Extracted records

- - -

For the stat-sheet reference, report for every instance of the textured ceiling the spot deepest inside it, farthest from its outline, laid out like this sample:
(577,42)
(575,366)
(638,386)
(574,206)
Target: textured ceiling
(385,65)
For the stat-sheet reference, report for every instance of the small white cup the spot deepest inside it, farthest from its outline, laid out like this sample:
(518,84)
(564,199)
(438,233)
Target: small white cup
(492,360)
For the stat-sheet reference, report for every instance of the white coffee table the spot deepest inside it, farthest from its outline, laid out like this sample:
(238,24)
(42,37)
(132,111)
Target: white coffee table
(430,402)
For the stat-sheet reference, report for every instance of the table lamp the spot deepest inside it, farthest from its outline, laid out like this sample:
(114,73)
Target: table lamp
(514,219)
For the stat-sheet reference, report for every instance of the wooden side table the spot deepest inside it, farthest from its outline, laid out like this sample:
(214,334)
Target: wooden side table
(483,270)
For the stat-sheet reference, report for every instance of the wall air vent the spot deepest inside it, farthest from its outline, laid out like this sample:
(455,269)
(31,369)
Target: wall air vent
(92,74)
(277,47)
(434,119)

- - -

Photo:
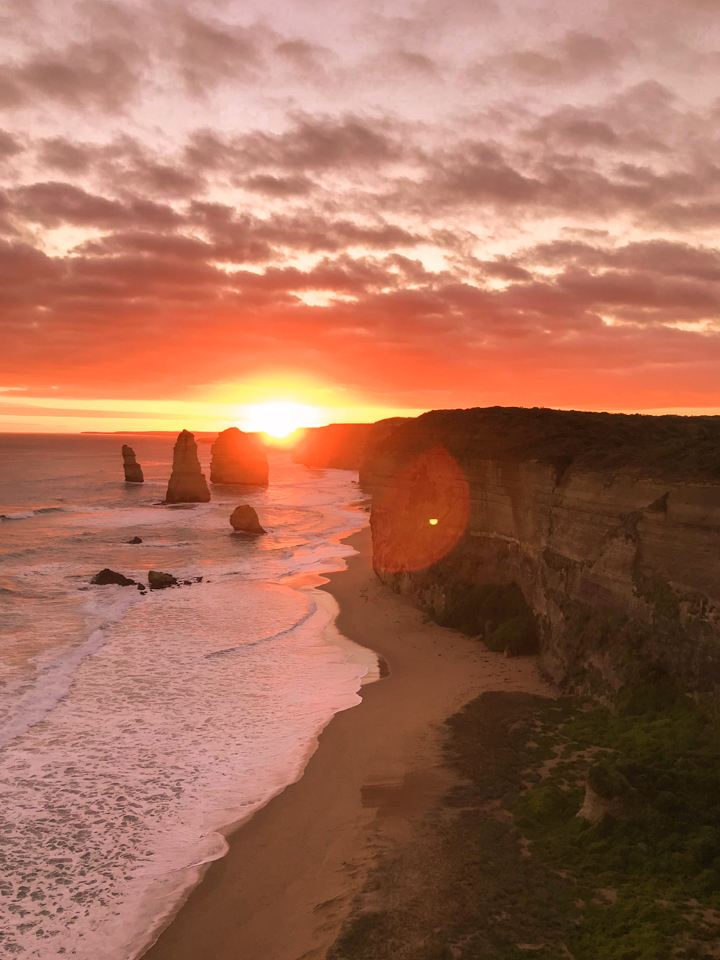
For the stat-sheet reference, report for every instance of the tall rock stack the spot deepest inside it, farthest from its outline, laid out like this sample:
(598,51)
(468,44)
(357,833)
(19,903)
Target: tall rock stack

- - -

#### Work to complete:
How many lines of the records contain the string "table" when case is significant? Give the number alone.

#### Completed task:
6